### THE TASK
Start at the line below containing "For the tree foliage" and stop at the line containing "For the arched". Repeat every line of that stretch exactly, and nothing outside it.

[Records drawn from a dataset]
┄┄┄┄┄┄

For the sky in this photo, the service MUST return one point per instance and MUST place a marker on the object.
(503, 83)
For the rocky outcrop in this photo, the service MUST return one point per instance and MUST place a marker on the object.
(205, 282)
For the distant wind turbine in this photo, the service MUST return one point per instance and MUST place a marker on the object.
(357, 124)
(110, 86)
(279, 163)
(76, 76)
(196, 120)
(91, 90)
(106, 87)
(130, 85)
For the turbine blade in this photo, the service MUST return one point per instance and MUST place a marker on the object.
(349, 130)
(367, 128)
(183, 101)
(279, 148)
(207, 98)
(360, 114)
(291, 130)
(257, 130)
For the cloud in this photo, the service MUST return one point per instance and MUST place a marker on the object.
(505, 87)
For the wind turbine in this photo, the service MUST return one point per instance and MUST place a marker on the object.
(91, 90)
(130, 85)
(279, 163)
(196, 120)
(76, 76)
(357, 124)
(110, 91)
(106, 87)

┄┄┄┄┄┄

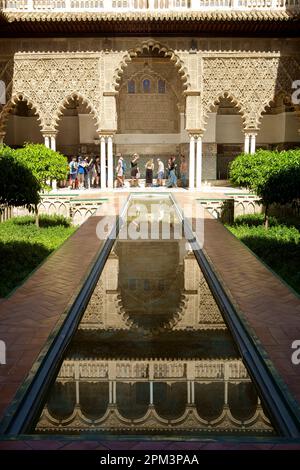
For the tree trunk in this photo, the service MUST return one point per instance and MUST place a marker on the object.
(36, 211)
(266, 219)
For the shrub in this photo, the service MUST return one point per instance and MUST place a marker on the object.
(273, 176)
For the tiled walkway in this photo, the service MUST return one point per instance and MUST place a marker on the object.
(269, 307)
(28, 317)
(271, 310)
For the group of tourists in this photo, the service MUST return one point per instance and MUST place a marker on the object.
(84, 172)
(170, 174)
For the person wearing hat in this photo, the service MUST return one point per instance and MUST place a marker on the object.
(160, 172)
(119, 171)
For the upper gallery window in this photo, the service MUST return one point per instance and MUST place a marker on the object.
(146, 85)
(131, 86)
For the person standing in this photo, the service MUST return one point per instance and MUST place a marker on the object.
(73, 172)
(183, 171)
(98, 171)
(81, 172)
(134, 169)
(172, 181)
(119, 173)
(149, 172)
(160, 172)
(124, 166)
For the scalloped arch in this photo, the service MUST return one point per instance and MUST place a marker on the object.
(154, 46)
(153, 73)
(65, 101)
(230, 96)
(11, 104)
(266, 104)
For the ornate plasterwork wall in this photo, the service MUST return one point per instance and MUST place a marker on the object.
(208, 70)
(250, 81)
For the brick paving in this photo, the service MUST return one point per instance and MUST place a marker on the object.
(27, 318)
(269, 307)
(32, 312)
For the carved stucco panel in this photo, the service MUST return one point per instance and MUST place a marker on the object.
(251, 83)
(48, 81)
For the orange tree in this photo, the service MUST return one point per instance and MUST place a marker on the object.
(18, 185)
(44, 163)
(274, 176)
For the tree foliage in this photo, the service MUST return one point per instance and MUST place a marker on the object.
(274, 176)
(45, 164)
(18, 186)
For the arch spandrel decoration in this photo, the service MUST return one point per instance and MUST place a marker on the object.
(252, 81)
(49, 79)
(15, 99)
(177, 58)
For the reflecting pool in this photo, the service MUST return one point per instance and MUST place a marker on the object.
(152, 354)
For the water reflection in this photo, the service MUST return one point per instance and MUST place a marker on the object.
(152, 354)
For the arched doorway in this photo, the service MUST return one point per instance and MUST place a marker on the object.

┄┄┄┄┄┄

### SOLUTION TO THIS PROBLEM
For the tree foliage in this photo, the service MUST return one point per instance and MUST place a marker on the object.
(274, 176)
(45, 164)
(18, 186)
For the arch spandrel decoration in this photo, the service MUST return one point per instance and MUST place a marker on the object.
(252, 81)
(49, 79)
(15, 99)
(177, 58)
For the reflecting pool in this photo, the service MUST return one point per instance and MUST place a marker on the object.
(152, 354)
For the water reflection in this photo, the service MUST return one point per instance and MUST place a marker on the object.
(152, 354)
For the arched doorway in this photo, the service MUST return one point per instance and MUST place a marker on the object.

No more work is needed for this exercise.